-- START EXERCISE MATERIALS --
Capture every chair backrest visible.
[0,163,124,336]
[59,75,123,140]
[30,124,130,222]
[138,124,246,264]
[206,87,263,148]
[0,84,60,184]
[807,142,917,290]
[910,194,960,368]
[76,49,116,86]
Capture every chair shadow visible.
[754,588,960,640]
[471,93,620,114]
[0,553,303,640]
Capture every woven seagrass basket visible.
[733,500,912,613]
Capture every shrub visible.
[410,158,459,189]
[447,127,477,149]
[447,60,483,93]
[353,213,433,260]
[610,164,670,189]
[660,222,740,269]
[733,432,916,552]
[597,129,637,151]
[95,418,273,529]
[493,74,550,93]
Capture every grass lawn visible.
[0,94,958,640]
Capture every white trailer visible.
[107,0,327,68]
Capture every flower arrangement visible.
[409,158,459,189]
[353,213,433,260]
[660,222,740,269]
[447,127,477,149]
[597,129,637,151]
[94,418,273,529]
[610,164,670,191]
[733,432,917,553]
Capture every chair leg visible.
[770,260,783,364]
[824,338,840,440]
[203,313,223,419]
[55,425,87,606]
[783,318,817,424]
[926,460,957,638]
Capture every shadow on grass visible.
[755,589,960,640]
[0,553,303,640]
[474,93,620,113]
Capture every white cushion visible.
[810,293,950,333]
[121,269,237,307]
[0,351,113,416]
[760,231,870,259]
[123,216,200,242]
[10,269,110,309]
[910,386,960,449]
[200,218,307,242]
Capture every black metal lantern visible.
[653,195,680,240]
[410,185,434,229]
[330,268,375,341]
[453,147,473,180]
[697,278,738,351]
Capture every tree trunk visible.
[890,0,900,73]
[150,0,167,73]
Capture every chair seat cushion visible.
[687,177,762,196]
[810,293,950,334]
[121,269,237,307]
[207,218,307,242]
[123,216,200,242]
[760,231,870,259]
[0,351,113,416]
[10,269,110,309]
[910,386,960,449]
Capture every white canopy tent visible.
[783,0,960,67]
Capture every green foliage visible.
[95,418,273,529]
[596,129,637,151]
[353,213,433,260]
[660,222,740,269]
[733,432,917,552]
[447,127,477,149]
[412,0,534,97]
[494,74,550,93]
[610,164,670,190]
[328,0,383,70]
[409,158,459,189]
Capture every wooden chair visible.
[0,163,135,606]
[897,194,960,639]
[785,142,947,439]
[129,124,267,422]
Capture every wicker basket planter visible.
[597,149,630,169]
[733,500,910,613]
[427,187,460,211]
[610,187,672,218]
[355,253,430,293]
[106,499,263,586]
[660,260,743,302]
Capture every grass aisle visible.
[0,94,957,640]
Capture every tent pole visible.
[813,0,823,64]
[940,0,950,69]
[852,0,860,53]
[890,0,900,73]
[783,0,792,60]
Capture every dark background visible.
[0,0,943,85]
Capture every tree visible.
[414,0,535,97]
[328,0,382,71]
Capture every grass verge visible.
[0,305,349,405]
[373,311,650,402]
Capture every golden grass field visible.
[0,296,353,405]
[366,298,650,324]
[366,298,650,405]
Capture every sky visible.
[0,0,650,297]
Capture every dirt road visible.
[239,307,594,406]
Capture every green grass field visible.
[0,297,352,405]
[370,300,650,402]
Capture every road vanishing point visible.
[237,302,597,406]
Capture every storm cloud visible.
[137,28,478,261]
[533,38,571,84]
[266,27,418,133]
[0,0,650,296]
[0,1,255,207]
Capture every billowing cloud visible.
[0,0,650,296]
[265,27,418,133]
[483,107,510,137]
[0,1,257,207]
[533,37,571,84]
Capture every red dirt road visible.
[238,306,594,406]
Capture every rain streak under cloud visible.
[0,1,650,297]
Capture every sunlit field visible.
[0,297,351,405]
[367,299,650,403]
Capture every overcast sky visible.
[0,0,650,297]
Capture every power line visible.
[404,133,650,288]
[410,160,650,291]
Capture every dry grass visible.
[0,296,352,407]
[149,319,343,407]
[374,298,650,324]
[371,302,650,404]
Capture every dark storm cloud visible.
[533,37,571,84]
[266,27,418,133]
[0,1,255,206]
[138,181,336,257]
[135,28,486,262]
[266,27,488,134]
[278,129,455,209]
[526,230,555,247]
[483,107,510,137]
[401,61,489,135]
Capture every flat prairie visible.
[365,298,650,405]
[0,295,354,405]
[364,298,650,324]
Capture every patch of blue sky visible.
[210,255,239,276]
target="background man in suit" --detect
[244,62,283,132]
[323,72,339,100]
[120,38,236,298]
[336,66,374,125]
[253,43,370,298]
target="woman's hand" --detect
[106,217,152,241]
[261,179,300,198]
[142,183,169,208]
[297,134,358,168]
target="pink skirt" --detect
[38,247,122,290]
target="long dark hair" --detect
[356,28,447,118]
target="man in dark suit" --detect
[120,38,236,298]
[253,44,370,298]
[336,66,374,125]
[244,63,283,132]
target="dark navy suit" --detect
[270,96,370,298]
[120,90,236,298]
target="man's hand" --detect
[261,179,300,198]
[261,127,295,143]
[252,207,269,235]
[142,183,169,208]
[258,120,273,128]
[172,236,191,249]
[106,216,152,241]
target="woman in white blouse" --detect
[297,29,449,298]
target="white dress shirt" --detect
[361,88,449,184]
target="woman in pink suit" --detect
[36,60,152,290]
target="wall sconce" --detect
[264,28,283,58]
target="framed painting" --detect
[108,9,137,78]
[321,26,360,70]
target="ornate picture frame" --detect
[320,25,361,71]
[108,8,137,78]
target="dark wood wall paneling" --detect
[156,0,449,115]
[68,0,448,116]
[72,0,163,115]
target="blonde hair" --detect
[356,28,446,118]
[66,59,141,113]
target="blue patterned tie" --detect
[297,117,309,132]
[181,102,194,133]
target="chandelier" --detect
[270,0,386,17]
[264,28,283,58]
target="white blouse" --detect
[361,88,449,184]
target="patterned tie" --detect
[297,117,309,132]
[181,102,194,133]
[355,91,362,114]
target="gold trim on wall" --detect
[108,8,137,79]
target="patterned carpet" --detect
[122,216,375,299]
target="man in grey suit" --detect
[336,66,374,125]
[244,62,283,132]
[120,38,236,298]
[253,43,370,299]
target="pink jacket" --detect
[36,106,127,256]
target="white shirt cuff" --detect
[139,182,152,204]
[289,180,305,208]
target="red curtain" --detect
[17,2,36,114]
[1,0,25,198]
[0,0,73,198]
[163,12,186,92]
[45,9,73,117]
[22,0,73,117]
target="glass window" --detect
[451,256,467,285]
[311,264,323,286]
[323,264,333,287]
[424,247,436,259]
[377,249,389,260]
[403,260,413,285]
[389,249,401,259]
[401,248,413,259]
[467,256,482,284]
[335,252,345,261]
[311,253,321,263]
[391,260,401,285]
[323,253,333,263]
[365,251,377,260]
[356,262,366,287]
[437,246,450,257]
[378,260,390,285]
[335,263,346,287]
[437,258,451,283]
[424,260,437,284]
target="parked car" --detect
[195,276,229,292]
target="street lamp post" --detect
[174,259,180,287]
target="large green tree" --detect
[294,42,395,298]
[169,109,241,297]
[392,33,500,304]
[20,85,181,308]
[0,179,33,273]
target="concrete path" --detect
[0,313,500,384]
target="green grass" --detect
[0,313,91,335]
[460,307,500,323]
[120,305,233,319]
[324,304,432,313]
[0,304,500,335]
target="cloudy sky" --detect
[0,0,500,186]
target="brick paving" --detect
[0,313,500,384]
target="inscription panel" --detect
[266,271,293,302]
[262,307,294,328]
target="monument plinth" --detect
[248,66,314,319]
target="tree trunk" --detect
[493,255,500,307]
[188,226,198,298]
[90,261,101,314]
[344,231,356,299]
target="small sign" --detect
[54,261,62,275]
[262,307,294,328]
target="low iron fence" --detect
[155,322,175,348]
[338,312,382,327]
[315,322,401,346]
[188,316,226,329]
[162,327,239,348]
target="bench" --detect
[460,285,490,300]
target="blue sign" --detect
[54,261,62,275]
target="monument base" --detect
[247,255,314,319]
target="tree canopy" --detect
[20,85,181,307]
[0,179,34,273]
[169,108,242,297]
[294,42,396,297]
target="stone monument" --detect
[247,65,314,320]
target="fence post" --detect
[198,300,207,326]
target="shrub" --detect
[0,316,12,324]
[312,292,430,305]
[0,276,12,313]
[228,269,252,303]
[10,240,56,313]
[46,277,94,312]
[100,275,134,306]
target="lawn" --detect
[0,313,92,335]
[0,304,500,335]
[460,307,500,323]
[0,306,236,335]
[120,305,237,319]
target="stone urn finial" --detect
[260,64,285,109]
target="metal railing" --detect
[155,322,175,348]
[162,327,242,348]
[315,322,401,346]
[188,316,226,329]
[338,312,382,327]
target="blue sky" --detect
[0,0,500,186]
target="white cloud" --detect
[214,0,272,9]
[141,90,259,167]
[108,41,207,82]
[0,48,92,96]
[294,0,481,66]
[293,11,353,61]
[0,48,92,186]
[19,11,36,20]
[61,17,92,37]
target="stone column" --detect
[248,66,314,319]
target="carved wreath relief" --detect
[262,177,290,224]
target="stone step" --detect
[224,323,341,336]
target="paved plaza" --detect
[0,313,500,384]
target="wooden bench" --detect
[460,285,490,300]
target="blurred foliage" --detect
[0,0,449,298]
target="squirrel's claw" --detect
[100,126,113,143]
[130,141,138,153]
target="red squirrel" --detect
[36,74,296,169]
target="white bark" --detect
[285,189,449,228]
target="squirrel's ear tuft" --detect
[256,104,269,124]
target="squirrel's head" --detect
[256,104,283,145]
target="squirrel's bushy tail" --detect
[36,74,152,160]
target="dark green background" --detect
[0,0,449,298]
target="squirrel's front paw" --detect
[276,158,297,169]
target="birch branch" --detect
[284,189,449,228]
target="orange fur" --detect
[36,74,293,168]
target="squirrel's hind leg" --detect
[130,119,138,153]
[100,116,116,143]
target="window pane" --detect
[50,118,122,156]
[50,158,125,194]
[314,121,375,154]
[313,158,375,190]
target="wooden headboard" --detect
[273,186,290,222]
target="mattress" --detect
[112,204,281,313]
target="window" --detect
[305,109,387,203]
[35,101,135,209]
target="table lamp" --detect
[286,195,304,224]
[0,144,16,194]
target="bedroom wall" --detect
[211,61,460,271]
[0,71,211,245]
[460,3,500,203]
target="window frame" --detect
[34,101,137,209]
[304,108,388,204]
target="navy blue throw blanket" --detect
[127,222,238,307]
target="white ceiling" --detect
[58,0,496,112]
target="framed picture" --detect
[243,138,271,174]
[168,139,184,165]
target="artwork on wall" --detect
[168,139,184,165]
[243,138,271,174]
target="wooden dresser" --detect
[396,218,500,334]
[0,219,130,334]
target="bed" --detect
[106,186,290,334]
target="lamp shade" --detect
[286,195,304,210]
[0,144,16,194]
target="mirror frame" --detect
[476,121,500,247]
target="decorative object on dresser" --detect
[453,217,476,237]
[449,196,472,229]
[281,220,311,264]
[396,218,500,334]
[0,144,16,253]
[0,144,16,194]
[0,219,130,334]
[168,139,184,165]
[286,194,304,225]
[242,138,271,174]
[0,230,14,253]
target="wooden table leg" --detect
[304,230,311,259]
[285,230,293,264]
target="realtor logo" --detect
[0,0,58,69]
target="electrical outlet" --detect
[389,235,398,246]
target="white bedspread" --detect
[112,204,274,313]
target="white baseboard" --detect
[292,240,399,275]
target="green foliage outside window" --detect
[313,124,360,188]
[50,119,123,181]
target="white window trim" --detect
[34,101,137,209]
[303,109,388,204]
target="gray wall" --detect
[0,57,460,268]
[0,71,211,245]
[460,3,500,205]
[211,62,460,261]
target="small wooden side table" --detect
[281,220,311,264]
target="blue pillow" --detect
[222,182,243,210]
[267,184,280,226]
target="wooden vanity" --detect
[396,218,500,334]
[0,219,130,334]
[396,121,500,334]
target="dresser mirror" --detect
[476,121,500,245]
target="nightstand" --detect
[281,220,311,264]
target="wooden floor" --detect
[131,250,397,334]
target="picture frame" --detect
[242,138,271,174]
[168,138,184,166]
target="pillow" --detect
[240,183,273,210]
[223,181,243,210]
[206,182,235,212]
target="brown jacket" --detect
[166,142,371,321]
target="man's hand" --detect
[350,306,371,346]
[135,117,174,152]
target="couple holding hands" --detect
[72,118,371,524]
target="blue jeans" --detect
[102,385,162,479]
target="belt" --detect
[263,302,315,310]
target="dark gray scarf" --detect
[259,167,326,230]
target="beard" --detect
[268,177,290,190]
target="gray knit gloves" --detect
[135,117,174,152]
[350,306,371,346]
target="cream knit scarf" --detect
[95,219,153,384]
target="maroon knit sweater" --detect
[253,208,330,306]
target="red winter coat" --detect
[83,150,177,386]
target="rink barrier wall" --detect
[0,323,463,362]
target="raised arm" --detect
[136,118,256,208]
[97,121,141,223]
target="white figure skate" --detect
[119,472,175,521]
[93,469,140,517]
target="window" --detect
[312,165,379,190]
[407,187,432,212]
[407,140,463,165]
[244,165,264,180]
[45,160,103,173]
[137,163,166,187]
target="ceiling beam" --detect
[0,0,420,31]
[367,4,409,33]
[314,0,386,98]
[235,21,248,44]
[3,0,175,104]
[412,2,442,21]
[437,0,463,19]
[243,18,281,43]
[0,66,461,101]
-- END EXERCISE MATERIALS --
### STATED GOAL:
Please repeat the rows from the start of the rows up to and including the line with "[474,93,620,113]", swapping "visible" for "in view" and keeping everything else the same.

### WRITTEN SOLUTION:
Capture every chair backrest in view.
[0,163,124,336]
[59,75,123,140]
[30,124,130,222]
[138,124,246,264]
[206,87,263,148]
[0,84,60,184]
[807,142,917,290]
[910,194,960,368]
[76,49,116,86]
Capture every chair shadow in view.
[754,588,960,640]
[471,93,620,114]
[0,553,303,640]
Capture every woven seagrass basket in view.
[733,500,912,613]
Capture every shrub in view.
[410,158,459,189]
[447,127,477,149]
[447,60,483,93]
[353,213,433,260]
[610,164,670,189]
[660,222,740,269]
[733,432,916,552]
[597,129,637,151]
[95,418,273,529]
[493,74,550,93]
Capture every grass lawn in view.
[0,94,958,640]
Capture every white trailer in view.
[107,0,327,68]
Capture every flower arrangement in view.
[409,158,459,189]
[353,213,433,260]
[660,222,740,269]
[447,127,477,149]
[597,129,637,151]
[94,418,273,529]
[610,164,670,191]
[733,432,917,553]
Capture every chair leg in view.
[770,260,783,364]
[824,338,840,440]
[203,313,223,419]
[55,425,87,606]
[783,318,817,424]
[926,460,957,638]
Capture every shadow on grass in view.
[755,589,960,640]
[0,553,303,640]
[474,93,620,113]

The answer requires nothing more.